SOURCE EXCERPT:
***
This patch adds an alternative implementation of ext4_readdir() that
will read the directory in inode order in case there is a inode tree
available in the directory index.

Signed-off-by: Radek Pazdera <rpazdera@redhat.com>
---
 fs/ext4/dir.c   | 177 ++++++++++++++++++++++++++++++++++++++++++++++++++++++--
 fs/ext4/ext4.h  |   9 +++
 fs/ext4/namei.c | 165 ++++++++++++++++++++++++++++++++++++++++++++++++++++
 3 files changed, 345 insertions(+), 6 deletions(-)

diff --git a/fs/ext4/dir.c b/fs/ext4/dir.c
index d8cd1f0..1cb1d55 100644
--- a/fs/ext4/dir.c
+++ b/fs/ext4/dir.c
@@ -29,8 +29,8 @@
 #include "ext4.h"
 #include "xattr.h"
***
GIVEN INFORMATION:

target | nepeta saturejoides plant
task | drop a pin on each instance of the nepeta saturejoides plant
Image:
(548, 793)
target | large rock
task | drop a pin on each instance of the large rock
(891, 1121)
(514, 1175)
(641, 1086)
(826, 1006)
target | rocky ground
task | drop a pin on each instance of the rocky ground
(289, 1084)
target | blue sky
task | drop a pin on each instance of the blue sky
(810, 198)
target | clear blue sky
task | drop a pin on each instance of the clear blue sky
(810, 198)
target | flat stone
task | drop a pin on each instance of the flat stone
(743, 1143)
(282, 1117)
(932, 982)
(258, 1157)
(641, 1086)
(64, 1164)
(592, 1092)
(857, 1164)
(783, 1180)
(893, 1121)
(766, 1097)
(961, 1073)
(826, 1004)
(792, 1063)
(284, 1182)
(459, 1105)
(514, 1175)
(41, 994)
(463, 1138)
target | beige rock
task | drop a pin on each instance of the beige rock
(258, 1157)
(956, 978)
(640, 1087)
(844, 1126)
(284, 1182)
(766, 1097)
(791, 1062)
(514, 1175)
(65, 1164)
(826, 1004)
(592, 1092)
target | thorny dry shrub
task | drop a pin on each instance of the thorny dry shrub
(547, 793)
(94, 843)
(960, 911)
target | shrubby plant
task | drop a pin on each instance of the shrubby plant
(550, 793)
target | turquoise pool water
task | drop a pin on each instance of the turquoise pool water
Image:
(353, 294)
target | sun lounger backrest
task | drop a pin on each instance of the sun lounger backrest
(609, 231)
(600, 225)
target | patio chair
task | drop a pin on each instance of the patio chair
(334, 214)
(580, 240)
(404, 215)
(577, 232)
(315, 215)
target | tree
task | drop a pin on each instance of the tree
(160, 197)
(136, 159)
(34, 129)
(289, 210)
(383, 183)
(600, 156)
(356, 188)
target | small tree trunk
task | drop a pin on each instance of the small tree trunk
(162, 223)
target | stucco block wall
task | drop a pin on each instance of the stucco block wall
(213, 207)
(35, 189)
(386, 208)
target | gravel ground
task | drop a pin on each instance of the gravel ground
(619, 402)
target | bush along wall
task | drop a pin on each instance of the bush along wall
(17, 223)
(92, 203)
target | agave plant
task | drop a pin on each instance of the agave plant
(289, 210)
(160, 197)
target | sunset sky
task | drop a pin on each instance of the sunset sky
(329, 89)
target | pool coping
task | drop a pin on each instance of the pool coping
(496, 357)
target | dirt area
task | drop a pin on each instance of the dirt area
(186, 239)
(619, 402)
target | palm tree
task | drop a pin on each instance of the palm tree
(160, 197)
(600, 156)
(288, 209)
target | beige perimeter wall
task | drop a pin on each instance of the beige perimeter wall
***
AIM: List every source file that the change summary in the ext4 patch excerpt shows as modified.

EXPECTED ANSWER:
- fs/ext4/dir.c
- fs/ext4/ext4.h
- fs/ext4/namei.c